TEXT:
***

America Fantastica is another kind of war story, the story of our current culture wars. Appropriately, it is, like its subject, considerably shallower than the grave, mid-twentieth century conflict that led us, in so many ways, to this squirmy moment. It is not Tim O’Brien’s failing that the times do not live up to his great novelist’s skills of witnessing. Shallowness does not mean lack of danger, and America Fantastica is a potent testament to that truth. Tim O’Brien says this may be his last novel. He is nearing eighty and he is tired. It is our good fortune that he kept himself in shape for twenty more years, for the writing of this novel, to carry the things he had to carry to their inevitable, sobering conclusions.
Tracy Daugherty’s biography Larry McMurtry: A Life was released this autumn. He has also written six novels, seven books of short fiction, two books of essays, as well as biographies of Donald Barthelme, Joseph Heller, and Joan Didion, among others. He wrote about Cormac McCarthy for Book Post last year.
Book Notes
I loved this group portrait of the editors of Jezebel, the latest of the once extremely successful “media properties” to fold amidst the ongoing upheavals in the industry. It’s a theory of mine that magazine cultures bring kinds of writing into being and educate audiences to be receptive to the new forms they grow—think of the epic nonfiction explorations of the midcentury New Yorker and the now canonical status of “longform journalism.” Jezebel founder Anna Holmes said she wanted writers to “use the actual word ‘feminist’ or ’feminism’ over and over again.” What a change that was. I worry about how such cultures will cohere in an era of remote work.
Meanwhile President Biden signed a few weeks ago, ahead of a summit in London attended by Vice President Harris, an executive order on artificial intelligence, building on voluntary standards adopted by the large tech companies themselves. It only touched on the many concerns about copyright and AI that face writing and publishing, for example by charging the Commerce Department with developing standards for “watermarking” work to establish authenticity and protect consumers (for our purposes, readers and writers) from AI-generated piracy and deep-fakes. The United States Copyright Office is still collecting public comment ahead of proposing to the President standards on the use of copyrighted work in AI training and the copyright status work generated by AI.

***

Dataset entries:
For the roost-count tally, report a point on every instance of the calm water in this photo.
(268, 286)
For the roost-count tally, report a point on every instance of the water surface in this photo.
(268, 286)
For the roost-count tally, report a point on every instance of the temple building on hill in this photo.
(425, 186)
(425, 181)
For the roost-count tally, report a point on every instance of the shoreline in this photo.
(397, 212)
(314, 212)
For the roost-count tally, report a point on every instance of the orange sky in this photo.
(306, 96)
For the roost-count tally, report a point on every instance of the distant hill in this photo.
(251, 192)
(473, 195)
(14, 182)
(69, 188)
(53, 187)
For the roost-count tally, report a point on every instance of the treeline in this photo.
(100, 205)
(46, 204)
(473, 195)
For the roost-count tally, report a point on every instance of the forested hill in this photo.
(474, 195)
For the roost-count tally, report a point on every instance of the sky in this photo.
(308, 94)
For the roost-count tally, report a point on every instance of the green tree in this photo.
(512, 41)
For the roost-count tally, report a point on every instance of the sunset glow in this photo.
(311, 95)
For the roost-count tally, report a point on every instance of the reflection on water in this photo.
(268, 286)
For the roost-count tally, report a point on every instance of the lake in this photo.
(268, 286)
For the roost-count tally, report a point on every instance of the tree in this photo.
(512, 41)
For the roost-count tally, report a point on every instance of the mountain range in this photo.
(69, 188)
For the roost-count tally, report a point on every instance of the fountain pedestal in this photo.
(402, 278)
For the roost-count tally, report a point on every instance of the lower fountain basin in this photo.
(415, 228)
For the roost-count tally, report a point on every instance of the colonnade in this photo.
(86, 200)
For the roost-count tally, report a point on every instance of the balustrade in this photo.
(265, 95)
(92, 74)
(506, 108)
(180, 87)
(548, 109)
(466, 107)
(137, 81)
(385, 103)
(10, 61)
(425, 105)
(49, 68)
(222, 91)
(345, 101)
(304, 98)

***

WHAT THE TASK REQUIRES:
Pick up the book newsletter above and keep writing it from the end of its last paragraph.

ANSWER SECTION:
Most observers seem to think the executive order is a good start but leaves a lot to be developed. Some worry that the big tech companies are too close to the process; tech companies worry that more democratized approaches, like allowing “open source” AI development, leaves too much room for rogue actors. The European Union’s standards, still under negotiation, may prove more constraining to the industry. Then suddenly yesterday OpenAI, which electrified attention to the field when they released their voluble chatbot ChatGPT a year ago, fired their highly visible co-founder and CEO Sam Altman for reasons that are still unclear. We looked at the implications of AI for writing and books in January and September. —AKj
Update: One day later words was that the OpenAI board wanted Sam Altman back, and then that he was starting his own AI unit at Microsoft. As Karen Hao and Charlie Warzel wrote in The Atlantic: “This tumultuous weekend showed just how few people have a say in the progression of what might be the most consequential technology of our age. AI’s future is being determined by an ideological fight between wealthy techno-optimists, zealous doomers, and multibillion-dollar companies … The future, it seems, will be decided behind closed doors.”